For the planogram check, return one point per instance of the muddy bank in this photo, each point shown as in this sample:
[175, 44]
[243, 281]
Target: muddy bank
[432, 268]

Prompt: Restate all the material above, keeping each word as it is.

Exercise result:
For the planogram check, return one point per instance of the muddy bank in this photo, each point shown as in this sample:
[175, 44]
[243, 281]
Target: muddy bank
[432, 268]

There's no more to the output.